» Texto de apoio:
Por Manipadma Jena, da IPS –
Ancara, Turquia, 1/12/2015 – A cada minuto que passa o mundo perde 23 hectares pela degradação da terra, o que em um ano equivale ao desaparecimento de 12 milhões de hectares, pouco mais do que a superfície da Nicarágua. Em termos econômicos, esse desaparecimento de solos cultiváveis custa ao planeta US$ 400 bilhões por ano, o que inclui a perda de cereais no valor de US$ 1,2 bilhão. Mas existe a possibilidade de recuperar cerca de dois milhões de hectares, uma superfície maior do que a América do Sul.
A recuperação dessas terras permitiria não apenas produzir até 2,3 bilhões de toneladas de alimentos adicionais. A Convenção das Nações Unidas de Luta Contra a Desertificação (UNCCD) calcula que a restauração da capacidade de armazenamento de carbono na terra poderia reduzir o aquecimento global em 0,5 grau até o final do século.
Em um fato importante, os 195 países membros presentes na 12ª Conferência das Partes da Convenção, em outubro, acordaram fixar voluntariamente suas próprias metas para estabilizar a quantidade atual que têm de recursos da terra sãos e produtivos, com uma dupla estratégia de prevenção e recuperação, em um processo conhecido como neutralidade na degradação da terra (NDT). O Objetivos de Desenvolvimento Sustentável (ODS) número 15 pretende alcançar essas metas de NDT até 2030.
Essa ambiciosa transição mundial para uma economia de solos produtivos se fará mediante o Fundo de Investimento de Impacto de Neutralidade na Degradação da Terra, ou Fundo NDT, uma plataforma de financiamento administrada de forma privada com apoio da UNCD. O Fundo começará a funcionar no final de 2016, movimentará US$ 2 bilhões a cada ano, principalmente do setor privado, e o financiamento se dará mediante empréstimos.
“Temos que avançar além dos milhares de projetos-piloto de restauração da terra (implantados com dinheiro público) até chegar à aplicação definitiva”, opinou Markus Repnik, diretor de Mecanismo Global da UNCCD, o órgão que administra o Fundo NDT.
“Os fundos do setor privado estão disponíveis. Pode-se ‘ilustrar’ os potenciais investidores no Fundo NDT. Os fundos de pensão que se afastam dos investimentos sujos, as empresas que inovam, inclusive as maiores, sob a enorme pressão das ONGs, se dão conta de que em breve se chocarão contra uma parede, a menos que renunciem às suas práticas insustentáveis”, afirmou Repnik.

» Enunciado:
Liste, na ordem em que aparecem, todos os valores em dólares (US$) citados no texto sobre a degradação da terra. Os registros apresentados em seguida não são necessários para resolver a atividade.

Registros de identificação de posição

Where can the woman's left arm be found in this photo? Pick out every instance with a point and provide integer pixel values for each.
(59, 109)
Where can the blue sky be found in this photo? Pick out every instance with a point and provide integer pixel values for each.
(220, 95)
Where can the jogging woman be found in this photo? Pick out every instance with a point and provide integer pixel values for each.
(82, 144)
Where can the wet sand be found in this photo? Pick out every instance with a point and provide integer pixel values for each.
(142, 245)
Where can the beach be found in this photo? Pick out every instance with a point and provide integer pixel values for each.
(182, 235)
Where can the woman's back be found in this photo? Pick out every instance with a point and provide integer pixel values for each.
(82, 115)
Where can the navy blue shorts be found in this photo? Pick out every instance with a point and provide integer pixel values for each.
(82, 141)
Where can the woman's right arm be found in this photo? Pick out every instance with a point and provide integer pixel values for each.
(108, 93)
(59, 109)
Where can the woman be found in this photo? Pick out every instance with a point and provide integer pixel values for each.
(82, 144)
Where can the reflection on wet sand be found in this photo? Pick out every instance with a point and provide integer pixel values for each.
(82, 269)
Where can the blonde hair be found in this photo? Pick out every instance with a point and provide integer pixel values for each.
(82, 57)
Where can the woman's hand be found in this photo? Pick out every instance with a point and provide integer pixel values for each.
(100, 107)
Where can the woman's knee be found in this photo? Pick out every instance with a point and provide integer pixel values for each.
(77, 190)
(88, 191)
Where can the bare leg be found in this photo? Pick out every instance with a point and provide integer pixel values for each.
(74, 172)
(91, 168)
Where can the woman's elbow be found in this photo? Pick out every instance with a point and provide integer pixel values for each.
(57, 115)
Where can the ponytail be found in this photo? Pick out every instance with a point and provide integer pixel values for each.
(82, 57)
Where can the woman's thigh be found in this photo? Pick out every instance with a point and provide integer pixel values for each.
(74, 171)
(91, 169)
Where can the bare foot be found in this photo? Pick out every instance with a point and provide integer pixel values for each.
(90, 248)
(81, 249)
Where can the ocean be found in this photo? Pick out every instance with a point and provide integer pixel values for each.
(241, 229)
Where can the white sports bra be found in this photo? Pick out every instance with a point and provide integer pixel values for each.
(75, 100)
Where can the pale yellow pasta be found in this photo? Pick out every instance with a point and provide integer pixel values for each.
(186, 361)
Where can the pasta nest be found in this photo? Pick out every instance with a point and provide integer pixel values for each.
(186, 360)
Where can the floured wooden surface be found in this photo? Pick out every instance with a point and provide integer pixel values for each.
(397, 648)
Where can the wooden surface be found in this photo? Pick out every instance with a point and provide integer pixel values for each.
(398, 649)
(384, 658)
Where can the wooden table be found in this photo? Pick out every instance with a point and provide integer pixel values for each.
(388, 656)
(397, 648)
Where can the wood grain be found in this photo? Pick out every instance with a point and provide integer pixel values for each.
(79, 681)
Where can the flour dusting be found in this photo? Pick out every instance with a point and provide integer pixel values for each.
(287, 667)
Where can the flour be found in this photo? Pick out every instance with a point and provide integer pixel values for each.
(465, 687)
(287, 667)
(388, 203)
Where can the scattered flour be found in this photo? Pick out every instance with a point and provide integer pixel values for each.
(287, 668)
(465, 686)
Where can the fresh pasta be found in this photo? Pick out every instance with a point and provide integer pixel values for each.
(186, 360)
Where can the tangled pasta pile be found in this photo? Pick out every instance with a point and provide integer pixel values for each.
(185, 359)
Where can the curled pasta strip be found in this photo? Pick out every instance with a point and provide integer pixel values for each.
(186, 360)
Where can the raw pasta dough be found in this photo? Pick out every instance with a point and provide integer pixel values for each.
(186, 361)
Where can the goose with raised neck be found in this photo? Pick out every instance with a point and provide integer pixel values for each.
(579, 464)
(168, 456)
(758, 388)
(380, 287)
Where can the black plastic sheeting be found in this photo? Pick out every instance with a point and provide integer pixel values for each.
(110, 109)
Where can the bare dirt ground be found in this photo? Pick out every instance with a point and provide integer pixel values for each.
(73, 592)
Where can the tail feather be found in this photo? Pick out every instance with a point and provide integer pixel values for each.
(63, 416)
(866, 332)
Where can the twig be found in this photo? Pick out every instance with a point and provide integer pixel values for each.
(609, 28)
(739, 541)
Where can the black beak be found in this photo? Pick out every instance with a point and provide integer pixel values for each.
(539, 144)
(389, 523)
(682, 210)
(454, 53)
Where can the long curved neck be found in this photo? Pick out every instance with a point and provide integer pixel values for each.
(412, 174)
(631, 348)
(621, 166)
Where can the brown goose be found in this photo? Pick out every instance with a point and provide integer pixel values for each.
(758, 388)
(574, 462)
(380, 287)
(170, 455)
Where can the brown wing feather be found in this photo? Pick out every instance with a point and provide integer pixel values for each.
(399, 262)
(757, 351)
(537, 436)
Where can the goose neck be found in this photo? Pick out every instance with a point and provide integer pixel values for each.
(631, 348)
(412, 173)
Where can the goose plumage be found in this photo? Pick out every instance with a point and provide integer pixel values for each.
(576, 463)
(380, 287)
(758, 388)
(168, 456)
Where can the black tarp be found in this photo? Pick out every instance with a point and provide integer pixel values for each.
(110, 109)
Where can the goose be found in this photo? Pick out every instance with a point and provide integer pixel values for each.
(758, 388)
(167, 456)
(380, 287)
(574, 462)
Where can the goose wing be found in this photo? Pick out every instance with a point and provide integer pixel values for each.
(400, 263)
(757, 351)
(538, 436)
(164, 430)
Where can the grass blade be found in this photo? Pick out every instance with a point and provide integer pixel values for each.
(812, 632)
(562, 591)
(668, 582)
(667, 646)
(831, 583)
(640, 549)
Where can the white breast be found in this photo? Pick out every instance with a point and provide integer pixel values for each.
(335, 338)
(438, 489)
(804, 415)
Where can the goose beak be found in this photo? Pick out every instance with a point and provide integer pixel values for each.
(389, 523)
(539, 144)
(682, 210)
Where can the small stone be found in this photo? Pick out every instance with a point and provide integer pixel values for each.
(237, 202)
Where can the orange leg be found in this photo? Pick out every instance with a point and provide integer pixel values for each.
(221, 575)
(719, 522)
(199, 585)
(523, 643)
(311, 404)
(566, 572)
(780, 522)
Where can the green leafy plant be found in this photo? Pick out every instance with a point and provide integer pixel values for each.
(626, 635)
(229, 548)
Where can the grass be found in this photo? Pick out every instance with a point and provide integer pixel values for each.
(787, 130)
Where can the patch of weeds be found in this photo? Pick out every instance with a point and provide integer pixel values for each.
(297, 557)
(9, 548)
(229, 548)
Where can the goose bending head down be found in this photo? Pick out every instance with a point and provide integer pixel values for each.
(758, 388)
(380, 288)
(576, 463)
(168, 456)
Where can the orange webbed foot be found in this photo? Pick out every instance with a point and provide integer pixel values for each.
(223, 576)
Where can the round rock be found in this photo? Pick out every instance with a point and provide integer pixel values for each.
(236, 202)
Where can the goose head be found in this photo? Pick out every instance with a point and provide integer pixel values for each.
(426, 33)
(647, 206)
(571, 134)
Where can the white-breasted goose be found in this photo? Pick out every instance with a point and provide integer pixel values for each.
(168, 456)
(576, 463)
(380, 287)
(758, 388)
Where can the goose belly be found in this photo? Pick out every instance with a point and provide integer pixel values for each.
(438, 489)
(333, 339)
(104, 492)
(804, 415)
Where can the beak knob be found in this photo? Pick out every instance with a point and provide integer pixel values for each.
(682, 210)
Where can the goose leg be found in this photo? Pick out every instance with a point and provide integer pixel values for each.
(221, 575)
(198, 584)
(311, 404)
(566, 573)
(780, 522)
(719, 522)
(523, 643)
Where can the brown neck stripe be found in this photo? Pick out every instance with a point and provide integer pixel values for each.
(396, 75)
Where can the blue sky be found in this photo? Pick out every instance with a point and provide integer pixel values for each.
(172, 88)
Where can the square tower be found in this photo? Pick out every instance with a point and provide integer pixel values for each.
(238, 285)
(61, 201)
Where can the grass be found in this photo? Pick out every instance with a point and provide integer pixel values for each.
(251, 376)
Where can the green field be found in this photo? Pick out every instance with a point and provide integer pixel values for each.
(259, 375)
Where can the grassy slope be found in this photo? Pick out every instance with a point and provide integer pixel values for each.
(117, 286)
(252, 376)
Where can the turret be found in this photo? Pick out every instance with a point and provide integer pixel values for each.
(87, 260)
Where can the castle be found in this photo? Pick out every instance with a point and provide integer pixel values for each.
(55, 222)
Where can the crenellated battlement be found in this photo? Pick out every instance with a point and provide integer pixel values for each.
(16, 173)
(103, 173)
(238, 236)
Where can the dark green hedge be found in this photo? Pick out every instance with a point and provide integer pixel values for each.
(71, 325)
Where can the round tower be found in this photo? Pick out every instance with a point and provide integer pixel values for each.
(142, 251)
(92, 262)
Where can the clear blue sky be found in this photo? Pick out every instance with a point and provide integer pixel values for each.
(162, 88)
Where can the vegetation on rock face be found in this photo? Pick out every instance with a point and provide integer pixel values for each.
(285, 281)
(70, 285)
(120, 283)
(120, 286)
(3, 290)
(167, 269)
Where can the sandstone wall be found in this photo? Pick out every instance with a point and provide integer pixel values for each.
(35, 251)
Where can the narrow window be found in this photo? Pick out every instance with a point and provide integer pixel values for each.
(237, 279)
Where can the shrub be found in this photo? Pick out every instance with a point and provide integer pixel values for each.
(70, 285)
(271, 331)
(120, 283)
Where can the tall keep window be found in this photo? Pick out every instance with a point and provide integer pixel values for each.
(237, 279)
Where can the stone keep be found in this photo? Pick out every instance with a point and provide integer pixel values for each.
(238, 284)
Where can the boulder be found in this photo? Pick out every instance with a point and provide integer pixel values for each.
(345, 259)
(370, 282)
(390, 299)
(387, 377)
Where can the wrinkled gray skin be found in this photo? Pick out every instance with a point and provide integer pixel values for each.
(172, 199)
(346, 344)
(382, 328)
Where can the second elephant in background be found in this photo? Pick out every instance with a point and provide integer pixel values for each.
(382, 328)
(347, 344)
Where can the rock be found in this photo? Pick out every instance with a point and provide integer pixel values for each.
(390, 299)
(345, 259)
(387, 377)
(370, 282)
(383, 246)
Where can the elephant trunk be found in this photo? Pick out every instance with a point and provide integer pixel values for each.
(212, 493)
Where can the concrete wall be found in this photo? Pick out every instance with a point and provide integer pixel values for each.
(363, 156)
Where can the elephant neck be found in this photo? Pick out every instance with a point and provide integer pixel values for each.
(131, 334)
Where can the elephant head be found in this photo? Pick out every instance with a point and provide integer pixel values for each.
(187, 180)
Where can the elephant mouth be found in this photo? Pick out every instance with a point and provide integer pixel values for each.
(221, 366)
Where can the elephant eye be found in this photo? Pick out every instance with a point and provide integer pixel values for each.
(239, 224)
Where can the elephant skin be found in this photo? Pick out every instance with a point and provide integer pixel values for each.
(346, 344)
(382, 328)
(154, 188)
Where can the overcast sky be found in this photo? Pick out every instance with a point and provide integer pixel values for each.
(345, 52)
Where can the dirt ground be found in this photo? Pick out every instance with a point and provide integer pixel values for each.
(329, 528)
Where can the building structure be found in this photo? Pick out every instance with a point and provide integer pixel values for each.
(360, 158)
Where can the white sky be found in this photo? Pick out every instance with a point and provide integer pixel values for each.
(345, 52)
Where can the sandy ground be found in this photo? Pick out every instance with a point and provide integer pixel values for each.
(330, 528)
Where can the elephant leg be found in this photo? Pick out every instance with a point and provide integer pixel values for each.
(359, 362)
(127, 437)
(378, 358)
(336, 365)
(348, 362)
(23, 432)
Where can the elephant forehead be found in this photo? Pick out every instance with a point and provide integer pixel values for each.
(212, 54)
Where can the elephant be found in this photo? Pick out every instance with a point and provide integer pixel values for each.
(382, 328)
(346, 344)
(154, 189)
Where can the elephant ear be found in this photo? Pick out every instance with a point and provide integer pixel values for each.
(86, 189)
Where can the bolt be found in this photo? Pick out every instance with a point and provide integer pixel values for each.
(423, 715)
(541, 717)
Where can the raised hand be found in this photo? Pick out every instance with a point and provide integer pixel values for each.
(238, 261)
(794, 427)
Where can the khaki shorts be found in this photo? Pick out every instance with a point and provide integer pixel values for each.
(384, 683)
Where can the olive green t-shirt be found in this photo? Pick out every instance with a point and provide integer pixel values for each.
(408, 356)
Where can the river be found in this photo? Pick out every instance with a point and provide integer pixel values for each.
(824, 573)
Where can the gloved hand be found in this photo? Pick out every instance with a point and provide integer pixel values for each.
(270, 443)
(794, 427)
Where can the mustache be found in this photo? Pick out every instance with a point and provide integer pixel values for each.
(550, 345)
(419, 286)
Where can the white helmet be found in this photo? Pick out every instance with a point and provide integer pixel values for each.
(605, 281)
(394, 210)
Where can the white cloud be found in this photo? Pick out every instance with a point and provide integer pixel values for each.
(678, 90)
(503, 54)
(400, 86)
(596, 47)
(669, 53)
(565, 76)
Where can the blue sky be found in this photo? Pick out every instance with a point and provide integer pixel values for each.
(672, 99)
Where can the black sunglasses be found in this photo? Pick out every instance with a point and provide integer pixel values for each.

» Resposta:
- US$ 400 bilhões
- US$ 1,2 bilhão
- US$ 2 bilhões